**** Data in this exercise
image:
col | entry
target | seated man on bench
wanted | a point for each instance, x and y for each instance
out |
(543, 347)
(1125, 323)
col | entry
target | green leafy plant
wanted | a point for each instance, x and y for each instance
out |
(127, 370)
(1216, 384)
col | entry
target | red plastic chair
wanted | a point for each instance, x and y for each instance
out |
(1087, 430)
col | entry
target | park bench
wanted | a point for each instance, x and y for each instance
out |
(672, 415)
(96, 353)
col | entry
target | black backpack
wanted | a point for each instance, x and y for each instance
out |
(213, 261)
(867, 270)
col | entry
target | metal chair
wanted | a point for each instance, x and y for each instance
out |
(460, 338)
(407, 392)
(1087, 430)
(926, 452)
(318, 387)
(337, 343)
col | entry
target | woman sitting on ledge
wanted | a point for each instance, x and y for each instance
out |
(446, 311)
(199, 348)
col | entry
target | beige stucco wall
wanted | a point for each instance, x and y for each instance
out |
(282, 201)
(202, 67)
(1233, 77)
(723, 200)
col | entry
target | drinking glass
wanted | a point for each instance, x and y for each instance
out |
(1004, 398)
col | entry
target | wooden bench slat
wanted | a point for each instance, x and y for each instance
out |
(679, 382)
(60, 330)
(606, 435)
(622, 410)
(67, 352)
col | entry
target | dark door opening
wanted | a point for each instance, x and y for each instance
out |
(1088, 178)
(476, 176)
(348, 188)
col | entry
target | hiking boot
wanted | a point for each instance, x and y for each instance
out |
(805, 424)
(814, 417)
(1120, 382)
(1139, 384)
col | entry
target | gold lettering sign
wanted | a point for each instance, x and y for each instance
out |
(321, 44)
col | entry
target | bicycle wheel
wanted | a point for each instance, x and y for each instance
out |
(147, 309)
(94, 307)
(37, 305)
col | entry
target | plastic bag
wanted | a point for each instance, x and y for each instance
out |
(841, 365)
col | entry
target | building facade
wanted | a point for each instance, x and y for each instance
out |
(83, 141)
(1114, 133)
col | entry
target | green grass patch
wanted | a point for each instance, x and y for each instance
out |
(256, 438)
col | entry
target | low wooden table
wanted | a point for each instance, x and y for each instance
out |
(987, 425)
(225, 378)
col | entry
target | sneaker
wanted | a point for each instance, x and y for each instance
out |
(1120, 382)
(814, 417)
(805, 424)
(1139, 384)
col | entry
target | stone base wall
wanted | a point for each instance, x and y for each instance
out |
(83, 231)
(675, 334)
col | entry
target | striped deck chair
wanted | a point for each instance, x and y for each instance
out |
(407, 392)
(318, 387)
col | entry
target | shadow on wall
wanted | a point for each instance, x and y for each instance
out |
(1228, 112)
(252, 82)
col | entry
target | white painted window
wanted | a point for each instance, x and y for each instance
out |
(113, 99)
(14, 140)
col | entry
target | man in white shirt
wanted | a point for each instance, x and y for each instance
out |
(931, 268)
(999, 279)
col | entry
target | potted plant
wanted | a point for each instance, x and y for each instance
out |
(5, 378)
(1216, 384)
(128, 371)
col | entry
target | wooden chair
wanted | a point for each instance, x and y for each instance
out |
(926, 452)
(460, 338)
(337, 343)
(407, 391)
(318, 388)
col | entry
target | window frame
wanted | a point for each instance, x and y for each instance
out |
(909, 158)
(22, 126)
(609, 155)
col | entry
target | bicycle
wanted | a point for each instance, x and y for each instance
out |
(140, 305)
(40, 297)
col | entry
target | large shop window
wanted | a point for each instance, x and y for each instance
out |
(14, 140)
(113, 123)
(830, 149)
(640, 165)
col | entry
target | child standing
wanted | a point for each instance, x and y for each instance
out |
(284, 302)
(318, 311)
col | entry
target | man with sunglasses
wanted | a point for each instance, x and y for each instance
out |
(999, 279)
********
Assignment:
Each record above should be transcribed exactly.

Task solution:
image:
col | entry
target | seated man on bench
wanted | a point for each instance, x and y for each instance
out |
(543, 347)
(1125, 323)
col | entry
target | green leafy plant
wanted | a point for each instance, x and y for each instance
out |
(127, 370)
(1216, 384)
col | entry
target | red plastic chair
wanted | a point for each instance, x and y for each instance
out |
(1087, 430)
col | entry
target | park bench
wanted | a point for each instance, x and y for each instance
out |
(672, 415)
(96, 353)
col | entry
target | black backpack
wanted | a point for each instance, x and y for each instance
out |
(213, 261)
(867, 270)
col | entry
target | metal chair
wanted | a point for each instance, x and y for each instance
out |
(460, 338)
(407, 392)
(1087, 430)
(926, 452)
(318, 387)
(337, 343)
col | entry
target | woman sitting on ledge
wanted | a point for each instance, x and y for each instance
out |
(446, 311)
(199, 348)
col | entry
target | beige stucco wall
wanted | a point for each instance, x and y for each instance
out |
(282, 201)
(202, 67)
(1233, 77)
(723, 200)
col | entry
target | drinking glass
wanted | a point for each instance, x and y for each instance
out |
(1004, 398)
col | entry
target | wooden bench slat
wanted | a point for each instance, x and y for each instance
out |
(679, 382)
(60, 330)
(606, 435)
(622, 410)
(67, 352)
col | entry
target | dark door opening
wanted | a point for each instance, x and y for each instance
out |
(1088, 178)
(476, 176)
(348, 188)
col | entry
target | hiking boot
wanted | a point for each instance, x and y for each instance
out |
(805, 424)
(814, 417)
(1120, 382)
(1139, 384)
col | entry
target | gold lettering sign
wanted | a point for each instance, x and y for each instance
out |
(321, 44)
col | entry
target | bicycle wheel
wanted | a point for each instance, x and y for each instance
out |
(147, 309)
(94, 307)
(37, 305)
col | entry
target | plastic bag
wanted | a point for each instance, x and y for each instance
out |
(841, 365)
col | entry
target | building facade
wanted | a point for each instance, x and y for each instance
out |
(83, 141)
(1114, 133)
col | entry
target | green grass patch
wanted | a point for each instance, x and y for each instance
out |
(256, 438)
col | entry
target | low wooden table
wanted | a point for each instance, x and y for each instance
out |
(987, 425)
(225, 378)
col | entry
target | sneaker
wanted | a point for each instance, x and y for each instance
out |
(1120, 382)
(814, 417)
(805, 424)
(1139, 384)
col | entry
target | stone base wall
wanted | a point for each instance, x and y for each instance
out |
(83, 231)
(675, 334)
col | entry
target | striped deck chair
wanted | a point for each instance, x and y for each instance
out |
(407, 392)
(318, 387)
col | entry
target | shadow on wall
wanted | a point for each instance, x and y for each instance
out |
(1228, 112)
(252, 82)
col | entry
target | white painted window
wanted | a point for each instance, x and y for each instance
out |
(113, 99)
(14, 140)
col | entry
target | man in white shirt
wanted | a point for each instance, x and y for each instance
out |
(931, 268)
(999, 279)
col | entry
target | potted plant
wanted | a point for each instance, x and y for each instance
out |
(5, 378)
(1216, 384)
(128, 371)
col | entry
target | wooden chair
wanted | a point for each instance, x and y for each instance
out |
(926, 452)
(460, 338)
(337, 343)
(407, 391)
(318, 388)
col | entry
target | window frame
wanted | a point for each instance, x and y for each instance
out |
(909, 158)
(22, 126)
(609, 155)
col | entry
target | bicycle
wanted | a point for each instance, x and y for each instance
out |
(140, 305)
(40, 297)
col | entry
target | large shop window
wanted | a point for each instance, x and y for each instance
out |
(14, 140)
(113, 123)
(830, 149)
(640, 165)
col | entry
target | child standing
wanted | a point for each instance, x and y for each instance
out |
(284, 302)
(318, 311)
col | entry
target | man with sunglasses
wanted | a point for each instance, x and y for each instance
out |
(999, 279)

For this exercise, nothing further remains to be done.